Collect every line in the entries below that contains the word "hand", matching case exactly.

§

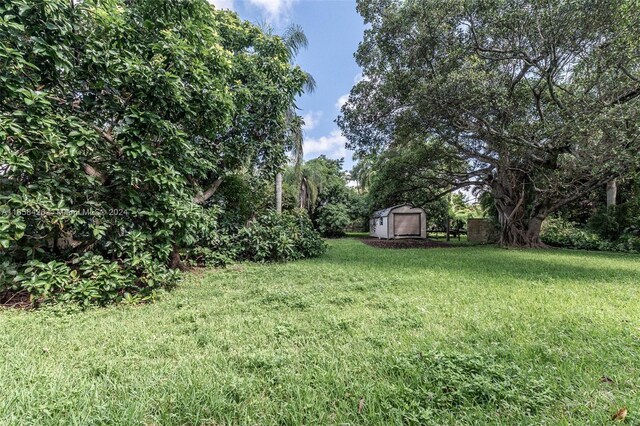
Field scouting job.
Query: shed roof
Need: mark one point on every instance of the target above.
(385, 212)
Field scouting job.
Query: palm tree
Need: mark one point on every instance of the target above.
(295, 40)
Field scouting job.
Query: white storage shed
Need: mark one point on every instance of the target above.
(402, 221)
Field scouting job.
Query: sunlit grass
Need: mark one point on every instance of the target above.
(440, 336)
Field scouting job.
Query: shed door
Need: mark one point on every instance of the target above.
(405, 224)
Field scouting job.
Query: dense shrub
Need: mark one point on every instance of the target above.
(88, 280)
(558, 232)
(279, 237)
(119, 120)
(332, 219)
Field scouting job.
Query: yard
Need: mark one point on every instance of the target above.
(361, 335)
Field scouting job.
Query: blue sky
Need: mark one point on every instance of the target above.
(334, 30)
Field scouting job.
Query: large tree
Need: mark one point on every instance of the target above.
(120, 119)
(538, 99)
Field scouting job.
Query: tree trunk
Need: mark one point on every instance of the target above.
(520, 231)
(279, 193)
(174, 259)
(302, 195)
(448, 228)
(519, 213)
(612, 191)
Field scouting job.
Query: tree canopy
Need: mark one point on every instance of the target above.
(119, 122)
(536, 102)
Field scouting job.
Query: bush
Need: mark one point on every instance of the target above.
(332, 219)
(279, 237)
(558, 232)
(88, 280)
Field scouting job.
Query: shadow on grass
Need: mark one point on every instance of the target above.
(533, 265)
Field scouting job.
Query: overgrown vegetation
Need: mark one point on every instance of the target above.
(120, 121)
(453, 336)
(536, 103)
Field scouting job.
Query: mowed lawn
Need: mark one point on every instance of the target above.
(465, 335)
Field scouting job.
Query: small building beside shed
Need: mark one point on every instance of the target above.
(401, 221)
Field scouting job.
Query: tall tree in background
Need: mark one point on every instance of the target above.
(539, 101)
(295, 40)
(130, 114)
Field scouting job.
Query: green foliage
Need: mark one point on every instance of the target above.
(494, 104)
(279, 237)
(303, 343)
(558, 232)
(332, 219)
(90, 280)
(117, 118)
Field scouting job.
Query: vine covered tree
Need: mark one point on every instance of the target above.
(537, 101)
(119, 120)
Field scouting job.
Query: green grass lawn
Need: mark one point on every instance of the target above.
(465, 335)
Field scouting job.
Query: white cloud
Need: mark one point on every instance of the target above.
(360, 77)
(311, 120)
(332, 146)
(222, 4)
(275, 10)
(342, 100)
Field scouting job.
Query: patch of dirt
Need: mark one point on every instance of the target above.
(407, 243)
(18, 300)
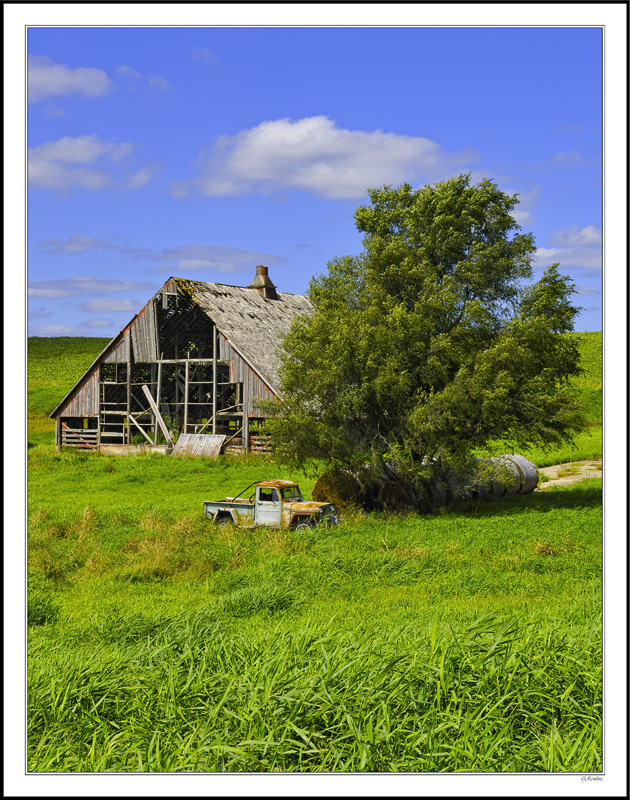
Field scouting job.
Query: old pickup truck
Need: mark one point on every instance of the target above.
(274, 504)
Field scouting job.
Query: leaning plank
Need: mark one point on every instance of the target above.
(141, 429)
(158, 416)
(200, 445)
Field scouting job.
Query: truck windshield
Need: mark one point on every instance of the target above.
(291, 493)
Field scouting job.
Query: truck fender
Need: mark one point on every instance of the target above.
(297, 519)
(224, 515)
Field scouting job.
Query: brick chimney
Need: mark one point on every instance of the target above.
(263, 283)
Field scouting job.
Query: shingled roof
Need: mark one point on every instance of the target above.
(254, 325)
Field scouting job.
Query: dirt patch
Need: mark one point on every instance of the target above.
(572, 472)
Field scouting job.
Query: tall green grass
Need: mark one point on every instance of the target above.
(189, 695)
(467, 640)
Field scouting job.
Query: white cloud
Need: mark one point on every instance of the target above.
(588, 258)
(527, 203)
(111, 304)
(83, 284)
(47, 79)
(590, 235)
(128, 72)
(39, 313)
(317, 156)
(193, 257)
(587, 290)
(143, 176)
(54, 165)
(571, 159)
(158, 82)
(75, 244)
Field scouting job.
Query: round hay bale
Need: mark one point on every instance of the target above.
(393, 497)
(339, 487)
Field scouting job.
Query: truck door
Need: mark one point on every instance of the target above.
(268, 507)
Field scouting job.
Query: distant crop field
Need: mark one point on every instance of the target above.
(465, 640)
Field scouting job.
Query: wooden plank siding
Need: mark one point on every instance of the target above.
(254, 387)
(175, 327)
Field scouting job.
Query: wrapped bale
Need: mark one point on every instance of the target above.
(339, 487)
(393, 497)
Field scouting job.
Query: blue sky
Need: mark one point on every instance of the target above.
(201, 152)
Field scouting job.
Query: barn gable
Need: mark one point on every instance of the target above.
(199, 354)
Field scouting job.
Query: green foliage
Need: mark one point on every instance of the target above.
(426, 346)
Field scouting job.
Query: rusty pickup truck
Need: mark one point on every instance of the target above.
(273, 504)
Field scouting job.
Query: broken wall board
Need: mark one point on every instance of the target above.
(199, 445)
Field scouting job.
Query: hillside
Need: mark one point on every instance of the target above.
(56, 363)
(469, 640)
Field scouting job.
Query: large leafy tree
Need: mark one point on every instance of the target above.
(432, 342)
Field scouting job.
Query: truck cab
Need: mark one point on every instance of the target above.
(272, 504)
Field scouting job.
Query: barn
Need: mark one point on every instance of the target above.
(197, 359)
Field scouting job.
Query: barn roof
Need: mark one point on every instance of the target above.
(254, 325)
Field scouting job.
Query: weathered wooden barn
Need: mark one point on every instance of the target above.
(197, 358)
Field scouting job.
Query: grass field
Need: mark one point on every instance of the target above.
(467, 640)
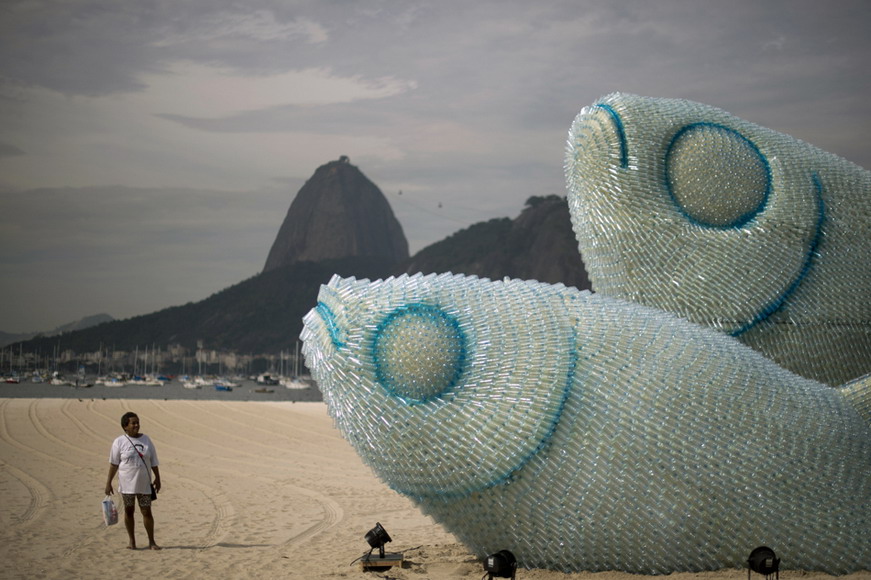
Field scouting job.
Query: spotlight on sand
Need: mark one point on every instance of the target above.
(501, 564)
(377, 537)
(763, 561)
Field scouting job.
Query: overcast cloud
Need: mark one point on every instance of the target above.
(149, 150)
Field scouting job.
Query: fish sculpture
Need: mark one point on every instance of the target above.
(684, 207)
(583, 432)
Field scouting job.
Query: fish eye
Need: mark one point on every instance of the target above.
(716, 176)
(419, 352)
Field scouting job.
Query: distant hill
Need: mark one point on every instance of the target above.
(260, 315)
(338, 213)
(264, 313)
(538, 245)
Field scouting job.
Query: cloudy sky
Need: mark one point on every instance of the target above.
(149, 149)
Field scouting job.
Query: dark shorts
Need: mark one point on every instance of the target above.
(143, 498)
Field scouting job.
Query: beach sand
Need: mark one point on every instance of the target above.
(250, 490)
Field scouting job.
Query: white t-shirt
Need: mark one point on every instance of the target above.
(133, 476)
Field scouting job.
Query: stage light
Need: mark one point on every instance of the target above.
(377, 537)
(501, 564)
(763, 561)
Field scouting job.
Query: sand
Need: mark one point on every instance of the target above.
(250, 490)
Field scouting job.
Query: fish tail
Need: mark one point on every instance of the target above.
(858, 394)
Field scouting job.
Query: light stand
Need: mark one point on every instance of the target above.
(501, 564)
(763, 561)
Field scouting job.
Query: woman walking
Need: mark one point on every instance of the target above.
(133, 457)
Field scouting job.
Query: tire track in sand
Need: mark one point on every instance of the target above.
(6, 436)
(333, 514)
(39, 494)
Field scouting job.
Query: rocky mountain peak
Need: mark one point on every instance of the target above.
(338, 213)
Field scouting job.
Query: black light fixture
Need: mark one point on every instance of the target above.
(377, 537)
(763, 561)
(501, 564)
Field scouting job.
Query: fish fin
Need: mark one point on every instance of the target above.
(858, 394)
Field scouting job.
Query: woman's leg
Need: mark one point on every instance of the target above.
(148, 520)
(129, 511)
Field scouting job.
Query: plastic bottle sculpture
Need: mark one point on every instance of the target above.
(582, 432)
(684, 207)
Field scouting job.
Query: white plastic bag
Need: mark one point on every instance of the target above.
(110, 512)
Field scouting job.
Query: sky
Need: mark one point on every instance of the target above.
(150, 150)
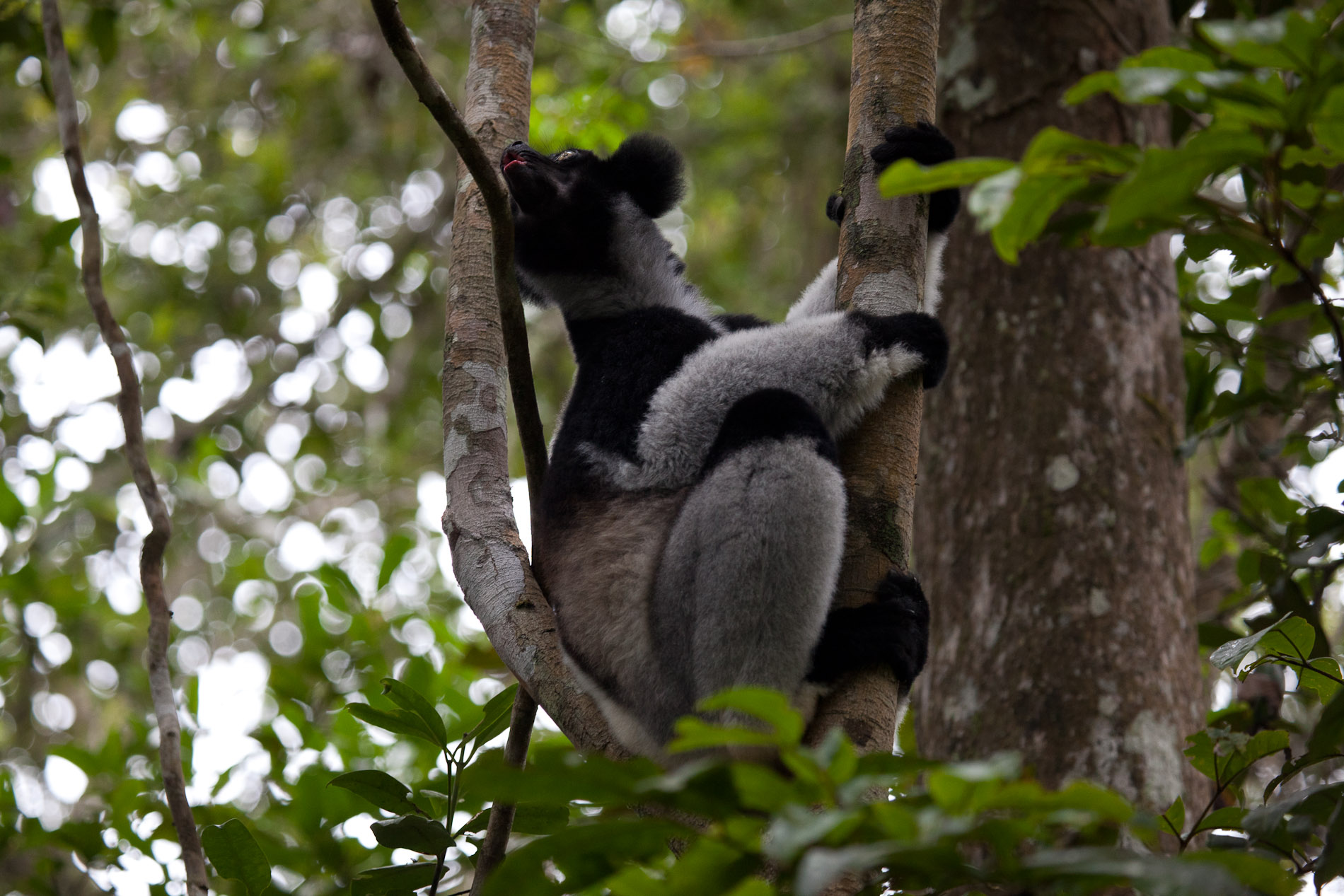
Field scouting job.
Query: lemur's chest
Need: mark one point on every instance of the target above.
(621, 364)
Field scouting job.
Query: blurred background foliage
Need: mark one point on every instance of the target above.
(277, 213)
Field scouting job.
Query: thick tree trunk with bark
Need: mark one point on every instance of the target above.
(1053, 536)
(882, 258)
(488, 557)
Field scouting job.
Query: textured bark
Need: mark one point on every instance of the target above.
(882, 258)
(129, 409)
(1054, 534)
(488, 557)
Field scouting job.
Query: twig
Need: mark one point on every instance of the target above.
(128, 405)
(745, 49)
(502, 234)
(519, 364)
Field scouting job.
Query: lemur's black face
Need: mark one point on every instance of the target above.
(569, 207)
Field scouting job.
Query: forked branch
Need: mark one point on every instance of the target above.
(128, 405)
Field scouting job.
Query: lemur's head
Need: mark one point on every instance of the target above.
(584, 225)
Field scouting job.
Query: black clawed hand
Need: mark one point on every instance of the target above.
(918, 332)
(893, 632)
(927, 146)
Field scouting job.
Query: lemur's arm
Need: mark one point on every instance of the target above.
(927, 146)
(840, 363)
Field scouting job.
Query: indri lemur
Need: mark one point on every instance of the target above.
(693, 520)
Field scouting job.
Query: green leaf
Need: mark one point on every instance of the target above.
(1230, 655)
(495, 718)
(586, 855)
(906, 176)
(992, 197)
(1167, 180)
(393, 878)
(1034, 202)
(236, 855)
(409, 699)
(1330, 864)
(393, 554)
(821, 867)
(540, 818)
(103, 28)
(1328, 121)
(709, 867)
(1224, 817)
(413, 832)
(1261, 875)
(1175, 817)
(11, 508)
(1321, 677)
(1328, 735)
(379, 789)
(397, 721)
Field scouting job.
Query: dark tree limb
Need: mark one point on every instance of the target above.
(483, 171)
(128, 405)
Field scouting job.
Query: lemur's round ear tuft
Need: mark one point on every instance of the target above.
(649, 170)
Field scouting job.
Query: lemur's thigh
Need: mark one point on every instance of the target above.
(751, 566)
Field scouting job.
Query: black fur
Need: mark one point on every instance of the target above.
(631, 334)
(621, 361)
(649, 170)
(770, 415)
(733, 322)
(927, 146)
(891, 632)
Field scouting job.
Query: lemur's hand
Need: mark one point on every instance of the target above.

§

RESPONSE
Query: black clawed hand
Query: lemur's hand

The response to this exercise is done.